### Work to complete:
From the line with "Question. Indicate each instance of the beige" to the final line of the records, reproduce every line exactly and only those lines.

══════════════════════════════

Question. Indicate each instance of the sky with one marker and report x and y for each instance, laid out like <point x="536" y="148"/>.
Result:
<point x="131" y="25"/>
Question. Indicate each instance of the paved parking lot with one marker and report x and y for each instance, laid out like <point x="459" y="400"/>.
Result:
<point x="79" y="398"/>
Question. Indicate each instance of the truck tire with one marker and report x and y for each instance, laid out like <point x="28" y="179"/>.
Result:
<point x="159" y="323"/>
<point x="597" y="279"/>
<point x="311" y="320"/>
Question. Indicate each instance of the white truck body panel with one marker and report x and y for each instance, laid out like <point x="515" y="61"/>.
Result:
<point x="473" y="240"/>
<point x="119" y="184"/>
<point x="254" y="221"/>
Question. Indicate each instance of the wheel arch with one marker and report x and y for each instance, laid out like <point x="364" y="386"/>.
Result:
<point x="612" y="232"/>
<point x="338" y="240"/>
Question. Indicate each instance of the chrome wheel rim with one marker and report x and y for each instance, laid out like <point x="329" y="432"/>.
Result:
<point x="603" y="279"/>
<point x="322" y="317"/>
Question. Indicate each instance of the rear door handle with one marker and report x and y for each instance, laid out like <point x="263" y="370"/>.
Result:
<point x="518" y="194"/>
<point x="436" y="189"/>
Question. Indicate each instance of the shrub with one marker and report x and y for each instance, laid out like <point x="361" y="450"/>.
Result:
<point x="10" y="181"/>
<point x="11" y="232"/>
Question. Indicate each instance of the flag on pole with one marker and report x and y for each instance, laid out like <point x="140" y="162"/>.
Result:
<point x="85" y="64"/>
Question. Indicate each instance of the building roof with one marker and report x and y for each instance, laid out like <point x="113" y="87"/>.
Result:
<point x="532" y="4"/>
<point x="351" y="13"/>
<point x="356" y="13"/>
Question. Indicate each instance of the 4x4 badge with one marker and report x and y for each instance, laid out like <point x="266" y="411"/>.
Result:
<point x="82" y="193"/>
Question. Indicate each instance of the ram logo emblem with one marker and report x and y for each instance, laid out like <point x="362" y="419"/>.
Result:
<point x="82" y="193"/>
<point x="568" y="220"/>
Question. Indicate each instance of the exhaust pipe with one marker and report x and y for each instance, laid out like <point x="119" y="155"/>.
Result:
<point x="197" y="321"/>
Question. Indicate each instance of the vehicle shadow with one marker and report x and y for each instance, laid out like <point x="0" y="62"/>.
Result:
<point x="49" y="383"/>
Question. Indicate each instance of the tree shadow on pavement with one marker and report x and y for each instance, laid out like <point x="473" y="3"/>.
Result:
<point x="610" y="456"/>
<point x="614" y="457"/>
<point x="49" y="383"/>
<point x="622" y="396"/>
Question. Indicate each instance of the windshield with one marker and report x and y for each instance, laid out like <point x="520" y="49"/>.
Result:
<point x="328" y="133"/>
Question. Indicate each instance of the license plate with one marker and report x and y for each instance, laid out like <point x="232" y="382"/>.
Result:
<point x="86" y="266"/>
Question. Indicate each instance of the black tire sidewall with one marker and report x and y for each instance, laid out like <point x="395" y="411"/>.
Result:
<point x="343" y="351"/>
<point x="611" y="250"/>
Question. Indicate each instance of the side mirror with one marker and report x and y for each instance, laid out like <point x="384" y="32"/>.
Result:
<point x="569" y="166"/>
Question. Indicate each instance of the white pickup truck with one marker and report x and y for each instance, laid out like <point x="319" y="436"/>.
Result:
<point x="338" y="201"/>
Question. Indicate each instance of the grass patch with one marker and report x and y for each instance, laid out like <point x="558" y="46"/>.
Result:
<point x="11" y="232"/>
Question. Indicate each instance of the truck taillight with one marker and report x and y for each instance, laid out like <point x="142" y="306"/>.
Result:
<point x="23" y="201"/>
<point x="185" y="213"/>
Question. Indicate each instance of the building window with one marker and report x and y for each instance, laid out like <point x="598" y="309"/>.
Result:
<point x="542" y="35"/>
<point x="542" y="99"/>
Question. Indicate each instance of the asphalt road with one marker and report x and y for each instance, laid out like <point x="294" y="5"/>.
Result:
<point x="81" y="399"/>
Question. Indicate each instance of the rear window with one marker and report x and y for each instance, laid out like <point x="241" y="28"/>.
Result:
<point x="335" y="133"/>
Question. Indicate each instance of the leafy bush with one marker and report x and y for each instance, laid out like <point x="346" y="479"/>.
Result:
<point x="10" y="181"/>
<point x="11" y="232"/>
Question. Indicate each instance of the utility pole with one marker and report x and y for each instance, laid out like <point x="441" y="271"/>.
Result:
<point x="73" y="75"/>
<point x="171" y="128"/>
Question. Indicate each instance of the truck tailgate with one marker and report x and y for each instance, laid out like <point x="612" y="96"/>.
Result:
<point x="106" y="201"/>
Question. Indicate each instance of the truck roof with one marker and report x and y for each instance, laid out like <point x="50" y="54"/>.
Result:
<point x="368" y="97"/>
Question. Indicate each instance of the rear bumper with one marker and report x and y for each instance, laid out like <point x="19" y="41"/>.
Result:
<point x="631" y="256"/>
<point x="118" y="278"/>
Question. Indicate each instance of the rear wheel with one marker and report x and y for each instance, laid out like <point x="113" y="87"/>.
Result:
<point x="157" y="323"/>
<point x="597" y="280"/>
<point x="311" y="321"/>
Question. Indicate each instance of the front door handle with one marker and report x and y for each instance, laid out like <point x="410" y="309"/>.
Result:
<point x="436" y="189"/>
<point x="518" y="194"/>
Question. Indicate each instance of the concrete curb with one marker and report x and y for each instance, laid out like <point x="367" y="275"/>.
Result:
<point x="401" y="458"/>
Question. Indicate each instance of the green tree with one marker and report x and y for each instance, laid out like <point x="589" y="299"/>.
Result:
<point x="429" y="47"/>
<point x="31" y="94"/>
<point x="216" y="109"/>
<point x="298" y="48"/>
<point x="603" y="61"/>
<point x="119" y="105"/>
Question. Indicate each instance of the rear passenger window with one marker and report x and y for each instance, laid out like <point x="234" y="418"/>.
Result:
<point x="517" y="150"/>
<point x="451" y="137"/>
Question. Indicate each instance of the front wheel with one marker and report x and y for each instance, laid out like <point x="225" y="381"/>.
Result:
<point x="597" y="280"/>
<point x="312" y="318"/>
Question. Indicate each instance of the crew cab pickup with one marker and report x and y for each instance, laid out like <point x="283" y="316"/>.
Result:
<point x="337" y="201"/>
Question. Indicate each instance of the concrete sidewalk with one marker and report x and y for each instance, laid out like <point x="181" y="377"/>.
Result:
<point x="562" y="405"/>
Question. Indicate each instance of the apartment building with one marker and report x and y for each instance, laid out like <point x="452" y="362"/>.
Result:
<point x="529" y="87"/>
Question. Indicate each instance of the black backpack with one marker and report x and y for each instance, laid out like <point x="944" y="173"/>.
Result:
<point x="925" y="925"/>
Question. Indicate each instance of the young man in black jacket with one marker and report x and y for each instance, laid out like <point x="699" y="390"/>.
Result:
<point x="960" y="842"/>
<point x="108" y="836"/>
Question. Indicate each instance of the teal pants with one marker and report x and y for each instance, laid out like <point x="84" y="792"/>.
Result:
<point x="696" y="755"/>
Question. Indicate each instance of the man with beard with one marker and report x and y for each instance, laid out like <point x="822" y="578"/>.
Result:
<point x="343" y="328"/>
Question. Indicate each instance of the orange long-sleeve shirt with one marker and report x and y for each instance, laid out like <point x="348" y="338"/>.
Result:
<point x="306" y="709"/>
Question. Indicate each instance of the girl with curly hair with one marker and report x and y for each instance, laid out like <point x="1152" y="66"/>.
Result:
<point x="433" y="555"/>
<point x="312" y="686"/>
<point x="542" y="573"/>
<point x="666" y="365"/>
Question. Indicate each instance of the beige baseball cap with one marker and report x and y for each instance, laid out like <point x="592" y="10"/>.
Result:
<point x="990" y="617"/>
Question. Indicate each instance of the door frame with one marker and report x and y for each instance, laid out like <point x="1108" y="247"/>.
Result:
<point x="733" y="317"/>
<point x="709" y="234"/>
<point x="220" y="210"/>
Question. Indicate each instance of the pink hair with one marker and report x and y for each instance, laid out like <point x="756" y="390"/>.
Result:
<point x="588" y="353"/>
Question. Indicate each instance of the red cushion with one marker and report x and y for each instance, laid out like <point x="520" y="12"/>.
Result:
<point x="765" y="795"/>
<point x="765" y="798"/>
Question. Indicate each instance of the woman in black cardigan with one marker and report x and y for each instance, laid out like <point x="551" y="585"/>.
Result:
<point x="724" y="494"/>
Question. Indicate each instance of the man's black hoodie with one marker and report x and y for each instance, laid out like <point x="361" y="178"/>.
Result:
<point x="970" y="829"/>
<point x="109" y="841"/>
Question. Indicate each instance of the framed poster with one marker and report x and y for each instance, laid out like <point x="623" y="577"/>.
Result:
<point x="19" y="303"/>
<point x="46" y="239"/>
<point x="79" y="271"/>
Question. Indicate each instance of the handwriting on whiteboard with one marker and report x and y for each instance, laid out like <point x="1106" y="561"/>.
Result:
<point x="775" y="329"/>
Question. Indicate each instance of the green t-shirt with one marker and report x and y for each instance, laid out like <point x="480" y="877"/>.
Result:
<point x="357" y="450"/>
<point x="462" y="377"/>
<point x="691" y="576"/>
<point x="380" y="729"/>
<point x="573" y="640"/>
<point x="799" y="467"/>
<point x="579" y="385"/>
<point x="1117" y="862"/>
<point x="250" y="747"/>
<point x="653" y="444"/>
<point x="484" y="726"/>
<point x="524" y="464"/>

══════════════════════════════

### Complete response:
Question. Indicate each instance of the beige baseball cap with one marker and report x and y for each instance, laid out like <point x="592" y="10"/>.
Result:
<point x="990" y="617"/>
Question. Indicate each instance of the door frame with one marker and report x and y for each instance, laid out like <point x="1108" y="247"/>.
Result:
<point x="733" y="317"/>
<point x="709" y="234"/>
<point x="220" y="210"/>
Question. Indicate each instance of the pink hair with one marker and report x and y for each instance, laid out like <point x="756" y="390"/>.
Result:
<point x="588" y="353"/>
Question. Indicate each instance of the red cushion with one marker and report x and y for each instance, laid out like <point x="520" y="12"/>.
Result:
<point x="765" y="795"/>
<point x="765" y="798"/>
Question. Indicate each instance of the woman in black cardigan with one marker and report x and y for each instance, laid out like <point x="551" y="585"/>.
Result:
<point x="724" y="494"/>
Question. Indicate each instance of the man's black hoodie with one marker and report x and y for each instance, laid out like <point x="361" y="178"/>.
Result:
<point x="970" y="829"/>
<point x="109" y="841"/>
Question. Indicate each instance of the framed poster with one marker and report x and y for each instance, laid out like <point x="623" y="577"/>.
Result:
<point x="19" y="303"/>
<point x="46" y="239"/>
<point x="79" y="271"/>
Question. Indicate each instance of the handwriting on whiteboard with one marker and report x and y for each instance, laid out like <point x="1106" y="561"/>.
Result:
<point x="775" y="329"/>
Question. Indicate each instance of the green t-shirt with one marker and report x and y for each instance, laid out like <point x="480" y="877"/>.
Result:
<point x="357" y="450"/>
<point x="462" y="377"/>
<point x="691" y="576"/>
<point x="380" y="729"/>
<point x="573" y="640"/>
<point x="799" y="467"/>
<point x="579" y="385"/>
<point x="1117" y="862"/>
<point x="250" y="747"/>
<point x="653" y="444"/>
<point x="484" y="726"/>
<point x="524" y="464"/>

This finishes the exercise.